## Exercise text
Lawyers for Civil Rights (LCR) filed a federal civil rights lawsuit Thursday in the U.S. District Court for the District of Vermont against U.S. military officials and the Vermont National Guard, challenging the antiquated, irrational, and discriminatory policies that bar individuals living with HIV from their professional aspirations of enlisting in or commissioning to the military. 

This lawsuit is brought by John Doe, a Latinx student at a Vermont military academy, who suddenly found himself separated from the Army National Guard and removed from Reserve Officers’ Training Corps (ROTC), the pathway to commissioning with the military as an officer, when he learned that he is HIV-positive. Like many individuals living with HIV, Mr. Doe is on antiretroviral therapy that keeps him healthy and renders his viral load undetectable. Although his treating physician has confirmed that this means he has no physical limitations, the military deemed him unfit for service based on his HIV status alone.

“I am filing this lawsuit to prevent the military from arbitrarily discriminating against people living with HIV,” said Mr. John Doe. “I also hope that this lawsuit can return my dream of a military career to me.” Mr. Doe is deeply devoted to serving his country and has aspired to be a service member since the age of seven. He was raised by a single mother and born into a Latinx family with extensive military history. The military’s current discriminatory policies, however, have trampled Mr. Doe’s dreams.

“It is unacceptable that the U.S. military continues to perpetuate harmful stigma against people living with HIV,” said Sophia Hall, Deputy Litigation Director at Lawyers for Civil Rights. “By this lawsuit, we aim to end these antiquated military policies based on outdated science.”

(Referring expression data)
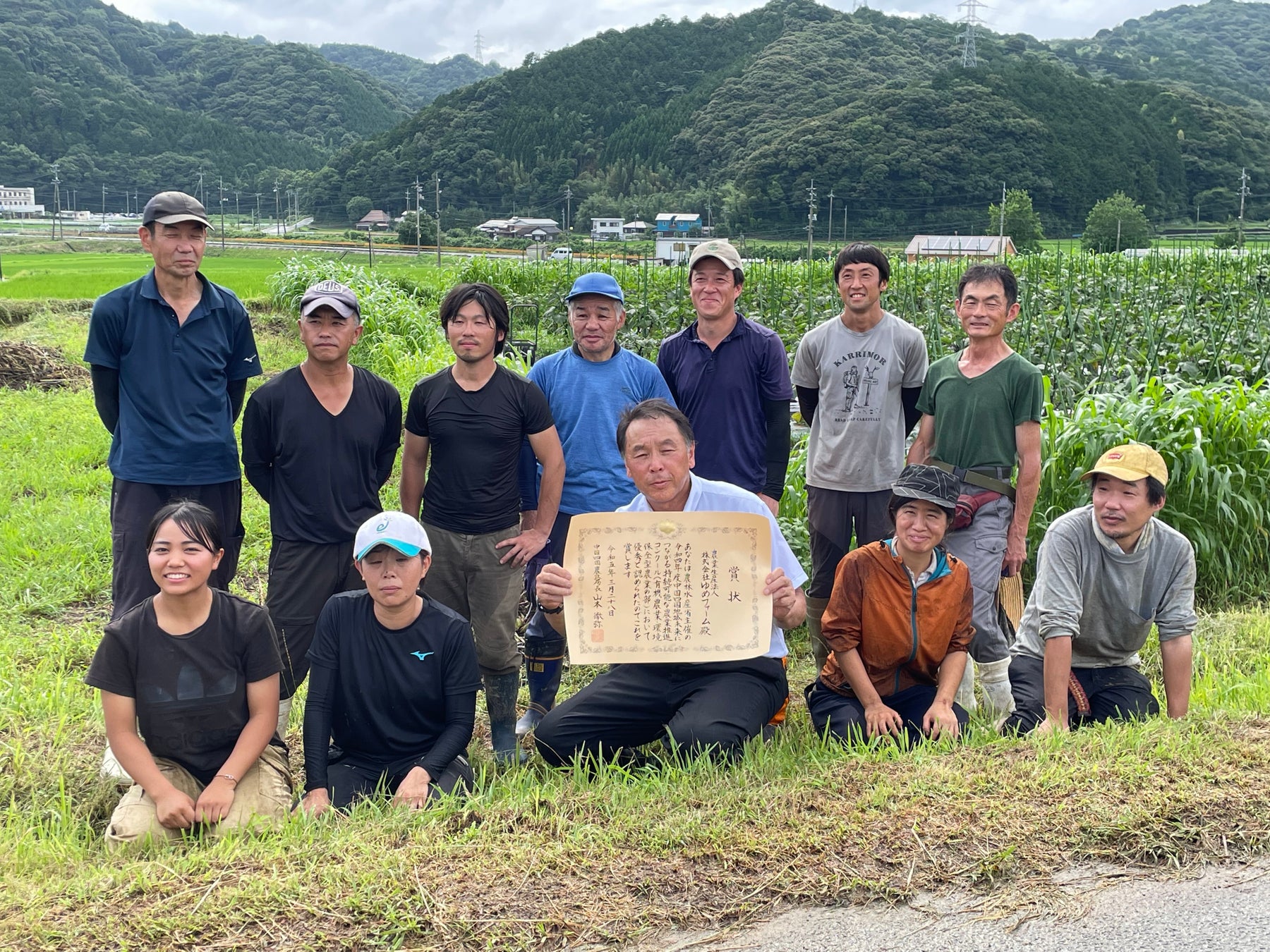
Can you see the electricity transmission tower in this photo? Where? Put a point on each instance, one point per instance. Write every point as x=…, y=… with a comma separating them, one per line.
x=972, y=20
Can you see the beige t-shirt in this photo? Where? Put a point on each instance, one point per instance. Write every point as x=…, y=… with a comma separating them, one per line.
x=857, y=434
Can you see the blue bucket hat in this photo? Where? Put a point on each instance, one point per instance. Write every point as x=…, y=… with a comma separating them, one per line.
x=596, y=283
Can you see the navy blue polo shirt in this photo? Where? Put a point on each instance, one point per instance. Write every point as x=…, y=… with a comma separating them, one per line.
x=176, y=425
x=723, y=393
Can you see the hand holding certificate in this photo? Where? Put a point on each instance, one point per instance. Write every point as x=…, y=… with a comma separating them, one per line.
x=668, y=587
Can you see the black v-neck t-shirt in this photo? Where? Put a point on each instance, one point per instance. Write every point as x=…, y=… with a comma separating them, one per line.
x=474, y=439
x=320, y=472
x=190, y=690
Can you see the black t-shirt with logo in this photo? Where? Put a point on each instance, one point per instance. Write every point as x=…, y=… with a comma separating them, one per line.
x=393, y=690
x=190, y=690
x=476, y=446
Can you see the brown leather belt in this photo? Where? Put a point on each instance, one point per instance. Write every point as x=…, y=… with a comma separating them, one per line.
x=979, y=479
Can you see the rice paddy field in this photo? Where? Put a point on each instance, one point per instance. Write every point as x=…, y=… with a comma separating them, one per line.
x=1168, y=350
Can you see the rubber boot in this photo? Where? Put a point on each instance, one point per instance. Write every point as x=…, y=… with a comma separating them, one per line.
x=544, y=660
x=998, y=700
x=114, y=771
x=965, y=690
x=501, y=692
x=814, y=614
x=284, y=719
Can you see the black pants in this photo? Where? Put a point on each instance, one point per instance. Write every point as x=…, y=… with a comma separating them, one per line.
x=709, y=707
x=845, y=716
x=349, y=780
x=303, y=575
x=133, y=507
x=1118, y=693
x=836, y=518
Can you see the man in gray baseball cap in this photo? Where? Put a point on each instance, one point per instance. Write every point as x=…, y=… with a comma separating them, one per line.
==
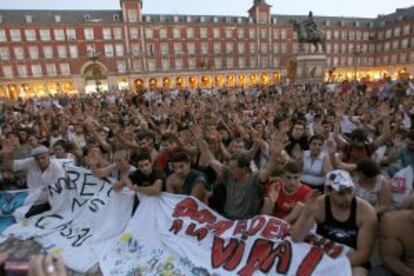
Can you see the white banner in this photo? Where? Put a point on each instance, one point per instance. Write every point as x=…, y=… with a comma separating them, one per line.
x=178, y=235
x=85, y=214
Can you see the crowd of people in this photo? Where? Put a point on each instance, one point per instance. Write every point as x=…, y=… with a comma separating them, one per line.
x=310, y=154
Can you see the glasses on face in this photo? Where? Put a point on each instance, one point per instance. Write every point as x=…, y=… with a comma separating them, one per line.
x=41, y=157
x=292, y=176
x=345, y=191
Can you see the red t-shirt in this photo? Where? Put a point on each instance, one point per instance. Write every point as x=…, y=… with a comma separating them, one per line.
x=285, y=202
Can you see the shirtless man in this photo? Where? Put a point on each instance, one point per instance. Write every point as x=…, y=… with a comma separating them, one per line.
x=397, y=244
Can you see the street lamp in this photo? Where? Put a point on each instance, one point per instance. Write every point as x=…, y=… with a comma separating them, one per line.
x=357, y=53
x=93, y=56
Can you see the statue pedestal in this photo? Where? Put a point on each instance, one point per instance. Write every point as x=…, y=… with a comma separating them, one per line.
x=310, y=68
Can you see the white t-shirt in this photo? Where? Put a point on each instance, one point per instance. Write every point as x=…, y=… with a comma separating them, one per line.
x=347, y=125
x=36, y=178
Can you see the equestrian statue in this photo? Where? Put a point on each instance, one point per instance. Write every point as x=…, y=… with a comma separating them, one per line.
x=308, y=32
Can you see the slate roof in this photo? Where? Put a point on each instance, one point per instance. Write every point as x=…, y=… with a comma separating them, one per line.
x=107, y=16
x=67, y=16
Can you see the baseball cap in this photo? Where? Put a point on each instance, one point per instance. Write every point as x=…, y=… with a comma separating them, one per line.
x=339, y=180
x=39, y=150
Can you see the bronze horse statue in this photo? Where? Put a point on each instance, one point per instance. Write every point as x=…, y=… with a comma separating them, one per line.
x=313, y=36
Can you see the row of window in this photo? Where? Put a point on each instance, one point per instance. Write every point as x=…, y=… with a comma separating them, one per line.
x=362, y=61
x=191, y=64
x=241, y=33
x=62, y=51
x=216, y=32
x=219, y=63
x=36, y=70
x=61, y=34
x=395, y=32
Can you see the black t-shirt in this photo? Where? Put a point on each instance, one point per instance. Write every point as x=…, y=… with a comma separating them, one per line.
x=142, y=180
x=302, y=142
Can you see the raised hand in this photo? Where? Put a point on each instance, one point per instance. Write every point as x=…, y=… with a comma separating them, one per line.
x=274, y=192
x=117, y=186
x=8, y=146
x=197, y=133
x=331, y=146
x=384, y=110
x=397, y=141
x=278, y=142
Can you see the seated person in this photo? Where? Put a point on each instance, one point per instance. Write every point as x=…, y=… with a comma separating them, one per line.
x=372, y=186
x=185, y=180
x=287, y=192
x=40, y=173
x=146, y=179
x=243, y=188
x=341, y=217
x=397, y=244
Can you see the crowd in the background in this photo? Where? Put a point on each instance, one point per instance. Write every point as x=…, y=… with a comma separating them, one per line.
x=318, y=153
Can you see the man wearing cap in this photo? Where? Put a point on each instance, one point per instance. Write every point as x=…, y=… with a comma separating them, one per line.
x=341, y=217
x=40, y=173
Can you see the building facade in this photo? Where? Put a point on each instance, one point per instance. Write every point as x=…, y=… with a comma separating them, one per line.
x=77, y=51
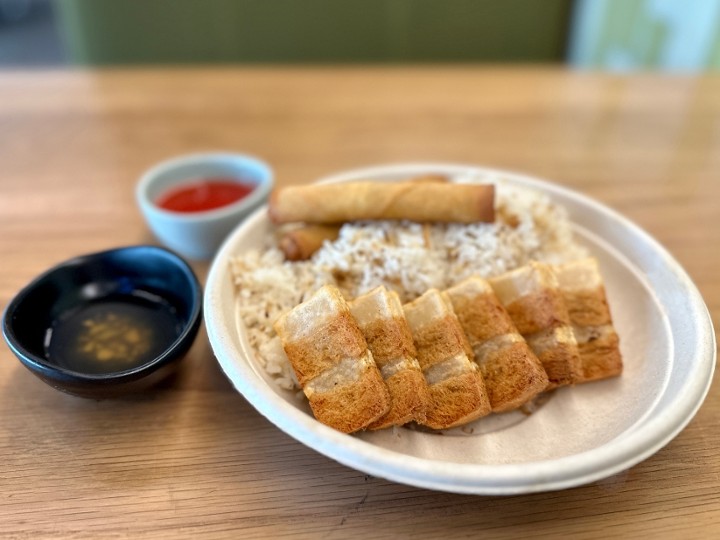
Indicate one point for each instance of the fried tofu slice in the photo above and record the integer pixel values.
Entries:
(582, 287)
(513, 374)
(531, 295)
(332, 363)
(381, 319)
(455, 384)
==
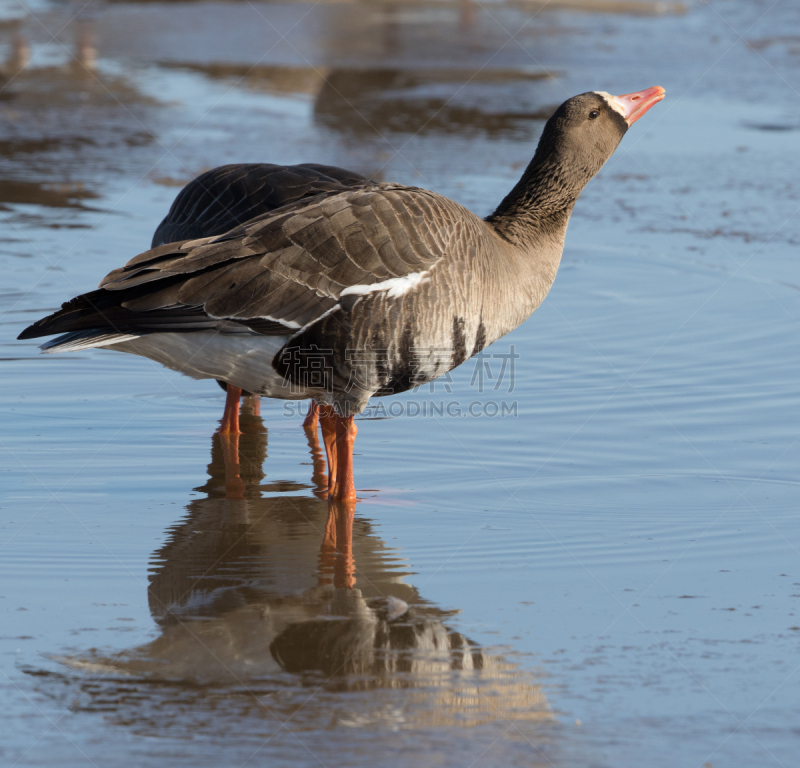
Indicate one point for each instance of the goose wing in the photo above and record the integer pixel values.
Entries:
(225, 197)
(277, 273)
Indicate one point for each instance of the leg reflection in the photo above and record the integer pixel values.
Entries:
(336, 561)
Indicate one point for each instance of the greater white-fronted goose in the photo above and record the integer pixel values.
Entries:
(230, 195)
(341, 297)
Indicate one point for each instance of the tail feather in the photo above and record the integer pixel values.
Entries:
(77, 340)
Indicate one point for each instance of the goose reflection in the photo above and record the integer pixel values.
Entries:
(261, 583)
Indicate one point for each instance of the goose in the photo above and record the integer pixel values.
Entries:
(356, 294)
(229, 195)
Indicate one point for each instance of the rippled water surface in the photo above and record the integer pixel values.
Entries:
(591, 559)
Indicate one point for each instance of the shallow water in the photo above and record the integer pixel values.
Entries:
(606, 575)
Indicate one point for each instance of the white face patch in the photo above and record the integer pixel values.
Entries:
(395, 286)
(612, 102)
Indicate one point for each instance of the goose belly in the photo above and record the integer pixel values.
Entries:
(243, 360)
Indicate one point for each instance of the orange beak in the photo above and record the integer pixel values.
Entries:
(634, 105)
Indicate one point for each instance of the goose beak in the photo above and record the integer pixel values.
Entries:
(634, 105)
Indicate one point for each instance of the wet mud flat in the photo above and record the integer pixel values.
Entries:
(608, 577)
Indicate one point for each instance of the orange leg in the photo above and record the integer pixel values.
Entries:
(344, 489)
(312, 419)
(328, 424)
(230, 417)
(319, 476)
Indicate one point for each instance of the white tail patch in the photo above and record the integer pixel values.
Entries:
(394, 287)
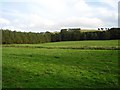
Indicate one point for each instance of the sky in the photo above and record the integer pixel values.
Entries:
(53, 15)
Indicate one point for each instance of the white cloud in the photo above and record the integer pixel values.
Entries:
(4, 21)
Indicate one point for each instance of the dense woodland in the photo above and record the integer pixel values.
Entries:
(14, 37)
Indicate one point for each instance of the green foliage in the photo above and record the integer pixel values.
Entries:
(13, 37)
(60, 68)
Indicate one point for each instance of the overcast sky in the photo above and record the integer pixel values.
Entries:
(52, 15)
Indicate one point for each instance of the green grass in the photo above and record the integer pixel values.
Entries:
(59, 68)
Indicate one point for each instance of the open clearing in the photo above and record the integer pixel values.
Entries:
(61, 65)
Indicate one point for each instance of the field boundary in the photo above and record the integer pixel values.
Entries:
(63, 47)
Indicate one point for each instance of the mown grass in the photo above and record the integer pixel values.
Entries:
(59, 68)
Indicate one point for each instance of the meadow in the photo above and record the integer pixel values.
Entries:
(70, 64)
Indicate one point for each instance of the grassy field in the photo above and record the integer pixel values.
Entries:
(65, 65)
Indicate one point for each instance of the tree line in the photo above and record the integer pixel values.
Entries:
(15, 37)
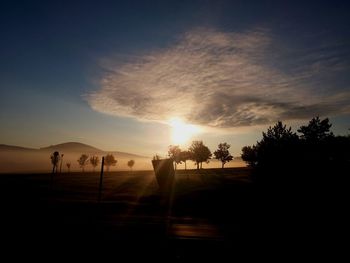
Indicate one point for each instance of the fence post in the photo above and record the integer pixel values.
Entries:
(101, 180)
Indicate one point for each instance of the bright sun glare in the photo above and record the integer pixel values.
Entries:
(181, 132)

## Work instructions
Answer these from the lawsuit text:
1. In which court was the lawsuit filed?
2. Since what age has Mr. Doe wanted to be a service member?
3. What position does Sophia Hall hold?
The listing is separate material and has no connection to the lawsuit text.

## Finished exercise
1. The U.S. District Court for the District of Vermont.
2. Since the age of seven.
3. Deputy Litigation Director at Lawyers for Civil Rights.